DIRECTIVE: Copy out every one of the following entries word for word, changing nothing.

Position annotation entries:
— begin —

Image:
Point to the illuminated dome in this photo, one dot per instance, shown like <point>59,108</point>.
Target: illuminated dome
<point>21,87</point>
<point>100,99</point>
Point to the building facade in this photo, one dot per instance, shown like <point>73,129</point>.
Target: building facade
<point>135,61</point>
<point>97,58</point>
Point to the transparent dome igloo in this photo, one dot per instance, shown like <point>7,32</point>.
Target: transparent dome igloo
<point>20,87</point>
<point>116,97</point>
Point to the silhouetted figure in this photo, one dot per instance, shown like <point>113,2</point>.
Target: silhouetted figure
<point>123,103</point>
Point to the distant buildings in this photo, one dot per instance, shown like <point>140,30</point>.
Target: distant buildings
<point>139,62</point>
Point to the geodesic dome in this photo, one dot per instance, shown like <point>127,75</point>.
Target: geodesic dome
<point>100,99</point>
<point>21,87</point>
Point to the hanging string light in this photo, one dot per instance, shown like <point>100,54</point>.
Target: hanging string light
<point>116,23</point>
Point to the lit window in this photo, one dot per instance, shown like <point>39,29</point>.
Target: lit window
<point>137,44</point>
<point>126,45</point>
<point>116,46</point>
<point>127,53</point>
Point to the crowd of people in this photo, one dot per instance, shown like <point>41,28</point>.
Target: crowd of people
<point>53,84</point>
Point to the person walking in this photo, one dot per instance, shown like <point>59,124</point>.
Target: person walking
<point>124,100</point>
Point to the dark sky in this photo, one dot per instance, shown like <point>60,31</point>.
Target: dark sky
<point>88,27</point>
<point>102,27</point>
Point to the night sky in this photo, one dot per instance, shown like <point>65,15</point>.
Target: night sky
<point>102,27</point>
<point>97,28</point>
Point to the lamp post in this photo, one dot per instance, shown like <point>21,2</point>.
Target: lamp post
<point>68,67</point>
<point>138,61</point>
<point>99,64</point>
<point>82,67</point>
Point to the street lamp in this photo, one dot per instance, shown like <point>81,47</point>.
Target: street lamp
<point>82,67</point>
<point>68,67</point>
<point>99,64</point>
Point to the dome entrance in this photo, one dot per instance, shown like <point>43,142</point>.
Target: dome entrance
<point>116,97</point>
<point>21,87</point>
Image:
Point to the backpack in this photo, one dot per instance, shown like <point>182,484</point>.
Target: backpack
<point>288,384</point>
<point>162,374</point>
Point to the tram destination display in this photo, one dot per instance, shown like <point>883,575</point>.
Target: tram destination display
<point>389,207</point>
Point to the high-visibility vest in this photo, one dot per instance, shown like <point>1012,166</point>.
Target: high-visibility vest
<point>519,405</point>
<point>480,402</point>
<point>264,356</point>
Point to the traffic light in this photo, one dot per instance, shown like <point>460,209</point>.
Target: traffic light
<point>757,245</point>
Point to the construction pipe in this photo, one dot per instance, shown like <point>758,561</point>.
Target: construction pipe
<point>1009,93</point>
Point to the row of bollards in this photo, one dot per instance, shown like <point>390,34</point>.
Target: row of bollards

— end —

OUTPUT OF THE EXERCISE:
Image:
Point to the illuminated dome in this photo, one dot per instance, shown like <point>59,108</point>.
Target: illuminated dome
<point>21,87</point>
<point>100,99</point>
Point to the building facade in this photo, one dot per instance, shown like <point>73,129</point>.
Target: building facade
<point>135,61</point>
<point>97,58</point>
Point to the transparent dome igloo in this photo, one dot per instance, shown like <point>7,32</point>.
Target: transparent dome igloo
<point>20,87</point>
<point>116,97</point>
Point to the silhouetted figure in this photo, one dot per instance, shown like <point>113,2</point>.
Target: silhouetted figure
<point>123,103</point>
Point to the distant buildings in this photo, one dot per instance, shown like <point>140,30</point>.
Target: distant buildings
<point>139,62</point>
Point to the geodesic dome in this photo, one dot per instance, shown like <point>127,75</point>.
Target: geodesic dome
<point>100,99</point>
<point>21,87</point>
Point to the hanging string light in this photo, one dot per instance, shown like <point>100,54</point>.
Target: hanging string light
<point>116,23</point>
Point to the lit window in this photo, one dot per instance, shown like <point>39,29</point>.
Target: lit window
<point>137,44</point>
<point>126,45</point>
<point>116,46</point>
<point>127,53</point>
Point to the crowd of people in this photo, one dot per instance, shown like <point>41,28</point>.
Target: crowd of people
<point>53,84</point>
Point to the person walking in this photo, one dot per instance, shown like <point>59,124</point>.
Target: person walking
<point>124,100</point>
Point to the dark sky in this photo, one dot per instance, shown like <point>60,31</point>.
Target: dark sky
<point>88,27</point>
<point>102,27</point>
Point to the night sky in this photo, one dot per instance, shown like <point>65,15</point>.
Target: night sky
<point>102,27</point>
<point>97,28</point>
Point to the lamp post in this photo, one dot per instance, shown like <point>21,2</point>.
Target: lamp post
<point>68,67</point>
<point>138,61</point>
<point>99,64</point>
<point>82,67</point>
Point to the street lamp in this photo, one dot per instance, shown like <point>81,47</point>.
Target: street lamp
<point>82,67</point>
<point>68,67</point>
<point>99,64</point>
Point to the dome entrance in this photo, one dot per instance, shown like <point>43,142</point>.
Target: dome entrance
<point>116,97</point>
<point>21,87</point>
Image:
Point to the backpack in this photo, one dot per instance, shown like <point>182,484</point>.
Target: backpack
<point>288,384</point>
<point>162,374</point>
Point to the tram destination display in this photo, one dot per instance, shown like <point>883,575</point>.
Target: tram destination display
<point>389,207</point>
Point to the high-visibility vest in this photo, one dot per instance, shown like <point>1012,166</point>.
Target: high-visibility vest
<point>519,405</point>
<point>480,402</point>
<point>264,356</point>
Point to the traffic light in this photo, one dot per instance, shown like <point>460,209</point>.
Target: traffic light
<point>757,245</point>
Point to the construction pipe in this photo, one dot per instance, shown like <point>758,561</point>.
Target: construction pipe
<point>1009,93</point>
Point to the row of bollards in this photo, one dot per instance, shown like <point>390,34</point>.
Target: row of bollards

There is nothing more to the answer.